-- THE RECORDS --
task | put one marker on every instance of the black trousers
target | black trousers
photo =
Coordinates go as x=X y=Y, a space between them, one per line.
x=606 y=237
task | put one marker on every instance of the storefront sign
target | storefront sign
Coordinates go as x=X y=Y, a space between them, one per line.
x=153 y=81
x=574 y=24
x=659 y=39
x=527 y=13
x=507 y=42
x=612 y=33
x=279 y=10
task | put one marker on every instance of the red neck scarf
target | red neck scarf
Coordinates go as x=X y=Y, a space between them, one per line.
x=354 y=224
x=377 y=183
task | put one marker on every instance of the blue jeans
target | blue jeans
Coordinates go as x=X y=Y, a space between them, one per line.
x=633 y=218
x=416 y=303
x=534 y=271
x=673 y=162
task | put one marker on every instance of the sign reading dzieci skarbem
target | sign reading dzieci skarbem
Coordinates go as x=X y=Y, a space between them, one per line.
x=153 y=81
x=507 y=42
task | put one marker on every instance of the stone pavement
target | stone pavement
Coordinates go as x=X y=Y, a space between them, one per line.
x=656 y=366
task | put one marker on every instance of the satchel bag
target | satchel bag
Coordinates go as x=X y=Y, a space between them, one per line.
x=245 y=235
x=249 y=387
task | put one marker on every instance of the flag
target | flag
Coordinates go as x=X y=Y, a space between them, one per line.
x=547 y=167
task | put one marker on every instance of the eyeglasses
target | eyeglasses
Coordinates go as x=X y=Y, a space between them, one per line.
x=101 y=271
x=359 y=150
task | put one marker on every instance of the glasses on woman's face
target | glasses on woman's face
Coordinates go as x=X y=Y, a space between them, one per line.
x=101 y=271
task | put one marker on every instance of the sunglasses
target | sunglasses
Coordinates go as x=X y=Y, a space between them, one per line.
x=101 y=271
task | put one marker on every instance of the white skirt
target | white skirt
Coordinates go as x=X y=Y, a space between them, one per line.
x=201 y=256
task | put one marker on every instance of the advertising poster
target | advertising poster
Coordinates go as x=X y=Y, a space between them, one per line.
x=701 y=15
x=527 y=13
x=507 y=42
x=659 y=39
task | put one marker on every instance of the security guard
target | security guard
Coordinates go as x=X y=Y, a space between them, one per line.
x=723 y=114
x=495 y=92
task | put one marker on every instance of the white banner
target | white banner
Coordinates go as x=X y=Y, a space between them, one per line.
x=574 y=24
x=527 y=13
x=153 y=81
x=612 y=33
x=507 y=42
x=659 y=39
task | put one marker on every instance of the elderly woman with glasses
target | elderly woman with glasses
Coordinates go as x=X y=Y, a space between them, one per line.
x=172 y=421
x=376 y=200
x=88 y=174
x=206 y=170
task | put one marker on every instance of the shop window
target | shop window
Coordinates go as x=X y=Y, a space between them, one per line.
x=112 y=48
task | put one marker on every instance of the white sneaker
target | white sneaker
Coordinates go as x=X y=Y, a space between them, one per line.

-- EXERCISE DESCRIPTION --
Copy the material between the line holding "task | put one marker on every instance of the red" and the line holding "x=673 y=162", inclusive, keeping the labeling requests as they are. Multiply every x and y coordinate in the answers by 1.1, rounding to whole numbers with halves going up.

-- TASK RESULT --
task | put one marker on every instance of the red neck scarf
target | red neck scarf
Coordinates go as x=X y=Y, a space between them, one per line.
x=389 y=246
x=415 y=201
task | put one marker on every instance of the blue jeans
target | blue jeans
Coordinates go as x=X y=Y, a space between them, one per line.
x=696 y=240
x=458 y=333
x=587 y=298
x=740 y=178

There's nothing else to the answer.